## BEGIN Dataset

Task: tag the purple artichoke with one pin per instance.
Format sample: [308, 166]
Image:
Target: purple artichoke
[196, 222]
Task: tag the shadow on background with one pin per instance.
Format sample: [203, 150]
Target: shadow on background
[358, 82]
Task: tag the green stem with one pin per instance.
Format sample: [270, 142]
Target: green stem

## END Dataset

[Request] Put every line of the records above into a Markdown table with two columns, Row and Line. Number each row and leave out any blank lines.

[Finished task]
| Row | Line |
|---|---|
| 1 | Task: tag the purple artichoke with one pin per instance. |
| 2 | Format sample: [308, 166] |
| 3 | Image: |
| 4 | Target: purple artichoke |
| 5 | [196, 222] |
| 6 | Task: tag the shadow on background with one pin per instance. |
| 7 | Format sample: [203, 150] |
| 8 | Target: shadow on background |
| 9 | [358, 82] |
| 10 | Task: tag the green stem with one pin per instance. |
| 11 | Format sample: [270, 142] |
| 12 | Target: green stem |